__Page extract__:
════

Say to people if you want to stay in this country and you are 
undocumented, you have got to come forward and register. You 
have to submit yourself to a criminal background check and you 
have to pay taxes for a temporary situation where you can work 
in this country.
    So which of those three do you choose?
    Professor Ting. Senator, the underlying question is given 
the fact that we admire and respect immigrants, how many 
immigrants do we want to come to the United States every year? 
Does it matter? If it does not matter, we can save $18 billion 
a year and just not enforce immigration laws----
    Senator Durbin. Professor? Excuse me. The Executive order 
does not leave the gates open. The Executive order closed the 
gates 5 years ago. Five years ago. So this notion of a flood of 
new immigrants, that is not what the Executive order says.
    Professor Ting. We need to decide what we want. Once we 
decide what we want, then we can decide which policies are the 
best way to get us to where we want. Are we prepared to accept 
unlimited immigration into the United States or do we want to 
enforce a limit? That is the question.
    Senator Durbin. Wait a minute, sir. See you have gone to 
the extreme again.
    Professor Ting. No. It is about the numbers.
    Senator Durbin. It is not unlimited. The President's 
Executive order has a limitation as did the comprehensive 
immigration bill. Mr. Ting, you said in your testimony and I 
will add as the son of an immigrant, thank God--thank God that 
this is a nation of immigrants so you and I have a chance to 
sit here in the United States Senate and debate this issue. Let 
us never forget that this is a nation of immigrants and they 
had made it great nation and you and I are damn lucky it is.
    Professor Ting. I teach immigration law every week. I am 
well aware of the history of the immigration system in the 
United States and I am well aware of the role that my parents 
played in coming to the United States at a time of Chinese 
exclusion.
    Professor Eastman. Senator, you said this is a nation of 
immigrants. That is true. It is also a nation of laws. The 
underlying assumption to your question is choosing an option 
that ignores those laws. The Constitution is----
    Senator Durbin. So which option do you choose? You have 
three.
    Professor Eastman. The option that you selected of the 
President's policy is one that ignores the laws that this 
body----
    Senator Durbin. Now wait a minute. That leaves you two 
options. Which option? Which one do you choose, the current 
situation or mass deportation?
    Professor Eastman. Well, the current situation is not one 
of non-enforcement. The law says, the law has mandatory Section 
252, for example, specifies that people who are not able to 
demonstrate a lawful presence in the United States shall have 
removal proceedings initiated against them.
    Senator Durbin. So you would take the Romney approach. Let 
us deport all of these people.
    Professor Eastman. Senator, this body is the one that sets 
the law. If you think that is too draconian then this body 
ought to change the law, but the notion that the executive can 
unilaterally suspend the law is not part of the constitutional 
system we the people agreed to live under when it was adopted.

════

__Record set__:
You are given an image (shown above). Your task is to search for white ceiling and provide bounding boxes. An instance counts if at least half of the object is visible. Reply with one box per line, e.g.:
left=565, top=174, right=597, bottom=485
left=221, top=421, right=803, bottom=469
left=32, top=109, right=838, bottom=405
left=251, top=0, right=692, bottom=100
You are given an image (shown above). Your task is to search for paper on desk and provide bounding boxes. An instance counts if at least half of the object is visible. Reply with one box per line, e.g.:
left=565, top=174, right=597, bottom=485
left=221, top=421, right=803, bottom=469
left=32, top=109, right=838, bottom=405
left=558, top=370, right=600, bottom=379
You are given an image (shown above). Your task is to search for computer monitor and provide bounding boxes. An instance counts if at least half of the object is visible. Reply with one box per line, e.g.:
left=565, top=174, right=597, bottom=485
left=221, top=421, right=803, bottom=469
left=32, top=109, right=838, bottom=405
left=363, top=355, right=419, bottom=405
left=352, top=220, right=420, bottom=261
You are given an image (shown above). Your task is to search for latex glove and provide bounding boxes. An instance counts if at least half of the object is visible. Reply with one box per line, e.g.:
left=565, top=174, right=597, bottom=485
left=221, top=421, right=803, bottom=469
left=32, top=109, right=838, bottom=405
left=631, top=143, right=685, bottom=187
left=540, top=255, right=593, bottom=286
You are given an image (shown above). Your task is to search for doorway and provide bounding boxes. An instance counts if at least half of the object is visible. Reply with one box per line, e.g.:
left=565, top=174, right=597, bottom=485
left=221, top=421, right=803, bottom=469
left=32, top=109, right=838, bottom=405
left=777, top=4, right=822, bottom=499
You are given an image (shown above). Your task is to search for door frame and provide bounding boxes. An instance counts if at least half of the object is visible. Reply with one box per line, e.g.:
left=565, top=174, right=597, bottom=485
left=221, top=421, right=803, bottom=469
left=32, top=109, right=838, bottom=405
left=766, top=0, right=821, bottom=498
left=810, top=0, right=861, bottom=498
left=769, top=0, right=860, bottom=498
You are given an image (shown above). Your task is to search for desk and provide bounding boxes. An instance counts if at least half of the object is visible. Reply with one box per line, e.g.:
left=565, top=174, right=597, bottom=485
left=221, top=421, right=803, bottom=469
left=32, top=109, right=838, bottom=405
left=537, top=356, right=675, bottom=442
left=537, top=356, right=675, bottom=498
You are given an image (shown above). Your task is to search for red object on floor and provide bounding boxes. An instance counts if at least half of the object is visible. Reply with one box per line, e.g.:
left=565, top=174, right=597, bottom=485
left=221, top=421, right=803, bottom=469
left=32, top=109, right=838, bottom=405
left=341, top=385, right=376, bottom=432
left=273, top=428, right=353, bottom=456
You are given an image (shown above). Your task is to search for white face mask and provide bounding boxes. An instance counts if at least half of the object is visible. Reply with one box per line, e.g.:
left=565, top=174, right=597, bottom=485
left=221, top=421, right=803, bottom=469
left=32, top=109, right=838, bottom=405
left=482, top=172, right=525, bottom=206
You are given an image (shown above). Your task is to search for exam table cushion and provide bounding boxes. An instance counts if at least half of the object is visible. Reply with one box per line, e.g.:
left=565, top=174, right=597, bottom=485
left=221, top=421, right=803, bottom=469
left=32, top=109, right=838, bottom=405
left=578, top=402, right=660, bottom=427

════

__Apply what you read__:
a – Reproduce the stretch of the immigration hearing transcript from "Professor Eastman. The" through "or mass deportation?", substituting "large-scale removal" for "mass deportation".
b – Proceed with the immigration hearing transcript from where it stops.

__Your responses__:
a –
Professor Eastman. The option that you selected of the 
President's policy is one that ignores the laws that this 
body----
    Senator Durbin. Now wait a minute. That leaves you two 
options. Which option? Which one do you choose, the current 
situation or large-scale removal?

b –
    Senator Durbin. Your position is the Romney deportation. 
Enforce the law.
    Professor Eastman. No. My position is to enforce the law 
that is on the books and tell the Congress which has the 
authority to change it, change that law. Otherwise, we live in 
a lawless society and Professor Ting's claim that if it is 
lawless, you will be opening the doors to an innumerable amount 
of people to come here because we have already demonstrated no 
willingness to enforce the law and we saw that happen on the 
southern border in Texas.
    Senator Durbin. So you are saying enforce the law, deport 
the 11 million. That is your position?
    Professor Eastman. I am saying, enforce the law until 
Congress changes it, yes, Senator.
    Senator Durbin. Well I can tell you if you think that we 
can deport 11 million people without dramatic negative impacts 
on individuals, families and our economy than I do not believe 
you are in the world of reality.
    Professor Eastman. Then change the law, Senator. But do not 
do it by an executive fiat. That is the question.
    Senator Durbin. We did it in the United States Senate. The 
House refused to act. Now we have three choices.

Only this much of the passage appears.